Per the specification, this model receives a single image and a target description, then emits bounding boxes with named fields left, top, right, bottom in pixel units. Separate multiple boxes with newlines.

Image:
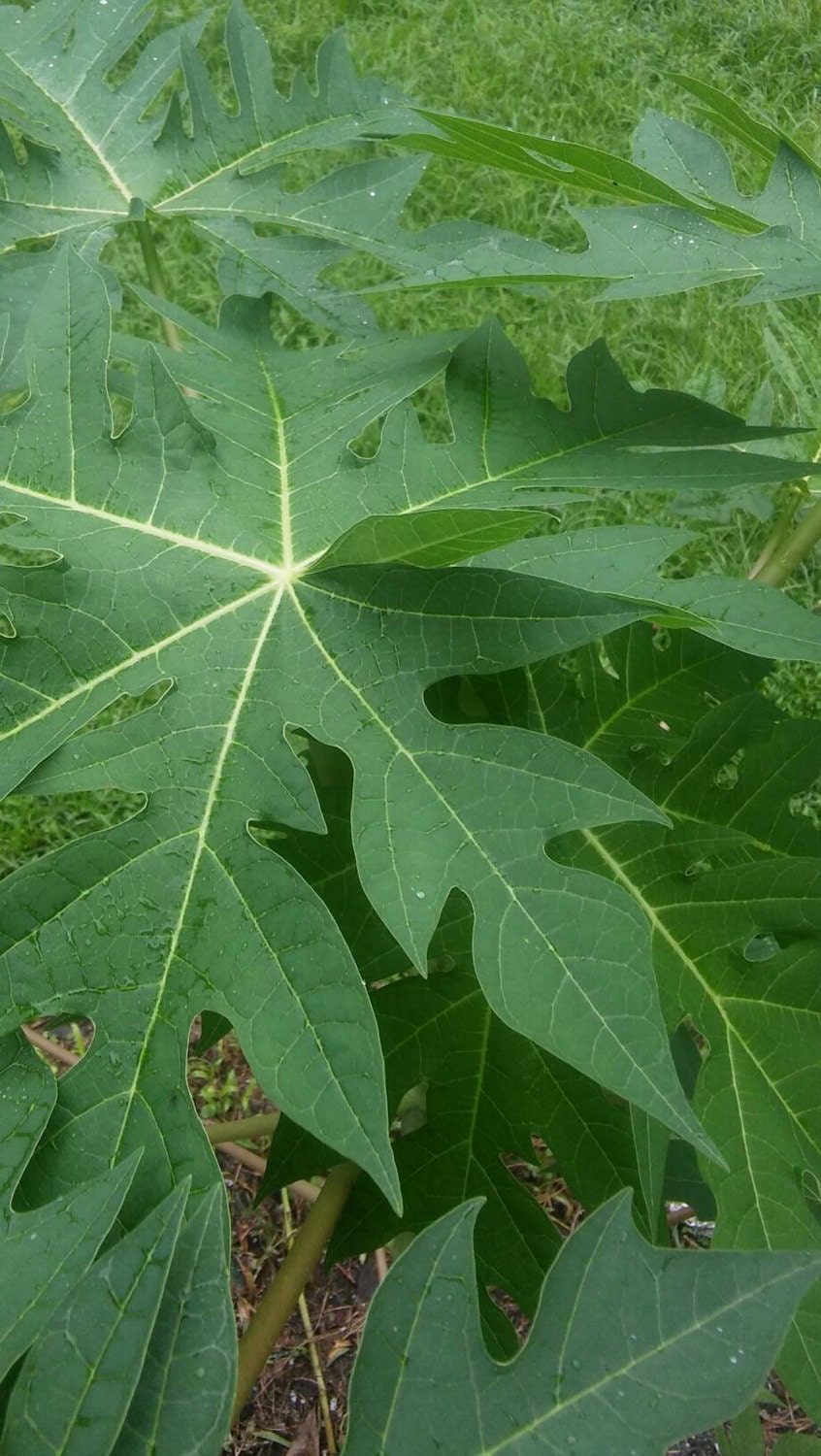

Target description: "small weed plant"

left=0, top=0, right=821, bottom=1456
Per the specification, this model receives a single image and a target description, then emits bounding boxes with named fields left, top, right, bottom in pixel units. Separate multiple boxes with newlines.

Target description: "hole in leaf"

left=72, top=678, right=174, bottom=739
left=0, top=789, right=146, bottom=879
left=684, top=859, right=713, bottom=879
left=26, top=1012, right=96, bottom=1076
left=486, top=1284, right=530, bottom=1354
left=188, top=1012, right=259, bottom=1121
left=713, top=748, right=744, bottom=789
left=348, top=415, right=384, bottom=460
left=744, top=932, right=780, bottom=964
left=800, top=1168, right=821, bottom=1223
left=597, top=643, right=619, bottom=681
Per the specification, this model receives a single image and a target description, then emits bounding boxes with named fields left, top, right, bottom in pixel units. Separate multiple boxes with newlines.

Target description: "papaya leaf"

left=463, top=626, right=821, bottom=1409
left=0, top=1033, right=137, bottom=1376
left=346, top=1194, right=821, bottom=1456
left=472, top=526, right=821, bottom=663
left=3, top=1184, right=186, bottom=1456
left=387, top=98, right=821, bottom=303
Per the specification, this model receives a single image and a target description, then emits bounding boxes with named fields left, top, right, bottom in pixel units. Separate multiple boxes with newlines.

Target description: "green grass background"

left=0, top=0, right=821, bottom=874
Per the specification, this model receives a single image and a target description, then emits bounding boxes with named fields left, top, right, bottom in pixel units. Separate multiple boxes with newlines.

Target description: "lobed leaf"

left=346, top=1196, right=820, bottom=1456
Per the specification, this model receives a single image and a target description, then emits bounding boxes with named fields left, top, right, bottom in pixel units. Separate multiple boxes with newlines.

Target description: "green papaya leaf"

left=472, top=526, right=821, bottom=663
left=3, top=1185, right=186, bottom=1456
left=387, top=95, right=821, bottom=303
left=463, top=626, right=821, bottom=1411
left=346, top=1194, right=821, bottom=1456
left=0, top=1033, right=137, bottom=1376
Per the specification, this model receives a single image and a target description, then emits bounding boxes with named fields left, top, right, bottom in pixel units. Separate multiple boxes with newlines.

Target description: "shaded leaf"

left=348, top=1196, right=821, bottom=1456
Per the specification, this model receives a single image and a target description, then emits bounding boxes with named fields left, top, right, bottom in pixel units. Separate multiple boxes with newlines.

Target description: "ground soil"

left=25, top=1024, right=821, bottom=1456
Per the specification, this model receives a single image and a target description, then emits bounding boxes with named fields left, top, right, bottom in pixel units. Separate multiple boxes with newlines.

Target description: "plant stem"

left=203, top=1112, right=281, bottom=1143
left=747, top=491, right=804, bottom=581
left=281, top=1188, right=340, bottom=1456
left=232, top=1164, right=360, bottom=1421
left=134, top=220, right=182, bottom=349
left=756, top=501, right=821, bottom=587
++++++++
== Your instructions ==
Copy out the material above word for word and in its entirety, omitting the pictures.

== Written answer ==
Per the specification, this model receives a single image and a target description, then emits bounding boxes with named fields left, top, right, bottom in pixel units. Separate multiple boxes with newlines.

Image:

Target description: "small weed plant"

left=0, top=0, right=821, bottom=1456
Per the specification, this model receives a single image and a target description, then emits bounding boxes with named fields left, top, right, bottom in pixel units. Separate multiple boxes with newlines.

Target description: "hole in leaf"

left=72, top=678, right=174, bottom=739
left=0, top=789, right=146, bottom=879
left=684, top=859, right=713, bottom=879
left=26, top=1012, right=96, bottom=1076
left=486, top=1284, right=530, bottom=1354
left=188, top=1012, right=259, bottom=1121
left=713, top=748, right=744, bottom=789
left=348, top=415, right=384, bottom=460
left=744, top=932, right=780, bottom=964
left=800, top=1168, right=821, bottom=1223
left=597, top=643, right=619, bottom=681
Per the specification, this model receives a single image and a target description, then emits bounding boxes with named fields left, top, right, bottom in pixel units. Separate multiple boxes with newlines.

Target description: "papaya leaf"

left=463, top=626, right=821, bottom=1409
left=0, top=1033, right=137, bottom=1376
left=346, top=1194, right=821, bottom=1456
left=472, top=526, right=821, bottom=663
left=3, top=1184, right=186, bottom=1456
left=387, top=98, right=821, bottom=303
Per the specification, this model receives a single image and a target description, then emits bounding boxes with named fields left, top, right, bottom in pixel units. Separate multiple boxes with newlines.

Target description: "green grass background"

left=0, top=0, right=821, bottom=874
Per the specification, this model receives a single image and a target description, then emits bounding boxes with named fields left, top, right, bottom in pixel units. Separate multiple boxes with newlines.

Target description: "lobed leaf"

left=346, top=1196, right=820, bottom=1456
Per the specification, this model receives a single image and a target description, then emits bounding boxes with named fields left, top, right, bottom in pixel units. Separate multiple boxes with newlines.

Target description: "green papaya leaf"

left=472, top=526, right=821, bottom=663
left=3, top=1185, right=186, bottom=1456
left=387, top=95, right=821, bottom=303
left=463, top=626, right=821, bottom=1411
left=346, top=1194, right=821, bottom=1456
left=0, top=1033, right=137, bottom=1376
Per the specification, this model receives a single image and a target description, then emits bounding boxes with named fields left, top, right, bottom in pixel units. Separate multiple boxes with newlines.

Target description: "shaded leaf"

left=348, top=1196, right=821, bottom=1456
Per the specification, this model receives a single image and a target description, then emits bounding boxes with named fields left, top, right, bottom in pixel units. Separate multiple boxes with newlines.

Target description: "ground soil"

left=25, top=1024, right=821, bottom=1456
Per the specification, this model receives a single image and a target description, then emits bounding boxes with named fields left, top, right, bottom in pixel units. Separate multiple boxes with newlines.

Target description: "plant stem"

left=203, top=1112, right=281, bottom=1143
left=747, top=491, right=804, bottom=581
left=281, top=1188, right=340, bottom=1456
left=232, top=1164, right=360, bottom=1421
left=134, top=220, right=182, bottom=349
left=756, top=501, right=821, bottom=587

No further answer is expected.